→ **Task statement**: Return the book review page below in full, verbatim, from the title line to the review's last sentence.

→ **Selected excerpt**:
--------------------

Dancing Around the Elephant: Creating a Prosperous Canada in an Era of American Dominance, 1957–1973.

Description

323 pages
Contains Photos, Bibliography, Index
$65.00
ISBN 978-0-8020-9016-4
DDC 327.71'73'09'045

Year

2007

Contributor

Reviewed by Graeme S. Mount

Graeme S. Mount is a history professor at Laurentian University and
author of Canada’s Enemies: Spies and Spying in the Peaceable Kingdom.

Review

Muirhead says that the Diefenbaker, Pearson, and Trudeau governments protected Canadian interests rather well. Diefenbaker launched wheat sales to the People’s Republic of China when it was still a pariah to Americans. Pearson’s government negotiated the Auto Pact and kept aloof from the Vietnam War. Trudeau’s challenged the Nixon administration on sovereignty over the Northwest Passage and the Law of the Sea, and when an energy shortage followed the Yom Kippur War of 1973 the Trudeau government enacted measures to protect Canadian interests. Although the Canadian economy did become increasingly dependent upon sales to the United States during those years, there was little choice. Europeans and Japanese were not interested in Canadian exports other than raw materials. Muirhead’s thesis challenges conventional wisdom as exemplified by George Grant’s Lament for a Nation or Kari Levitt’s Silent Surrender.

--------------------

→ **Provided data**:

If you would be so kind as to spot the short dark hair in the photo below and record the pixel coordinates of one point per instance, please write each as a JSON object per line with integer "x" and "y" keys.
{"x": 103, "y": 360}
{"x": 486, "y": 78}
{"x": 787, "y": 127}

--------------------

→ **Full output**:
Dancing Around the Elephant: Creating a Prosperous Canada in an Era of American Dominance, 1957–1973.

Description

323 pages
Contains Photos, Bibliography, Index
$65.00
ISBN 978-0-8020-9016-4
DDC 327.71'73'09'045

Year

2007

Contributor

Reviewed by Graeme S. Mount

Graeme S. Mount is a history professor at Laurentian University and
author of Canada’s Enemies: Spies and Spying in the Peaceable Kingdom.

Review

Muirhead says that the Diefenbaker, Pearson, and Trudeau governments protected Canadian interests rather well. Diefenbaker launched wheat sales to the People’s Republic of China when it was still a pariah to Americans. Pearson’s government negotiated the Auto Pact and kept aloof from the Vietnam War. Trudeau’s challenged the Nixon administration on sovereignty over the Northwest Passage and the Law of the Sea, and when an energy shortage followed the Yom Kippur War of 1973 the Trudeau government enacted measures to protect Canadian interests. Although the Canadian economy did become increasingly dependent upon sales to the United States during those years, there was little choice. Europeans and Japanese were not interested in Canadian exports other than raw materials. Muirhead’s thesis challenges conventional wisdom as exemplified by George Grant’s Lament for a Nation or Kari Levitt’s Silent Surrender.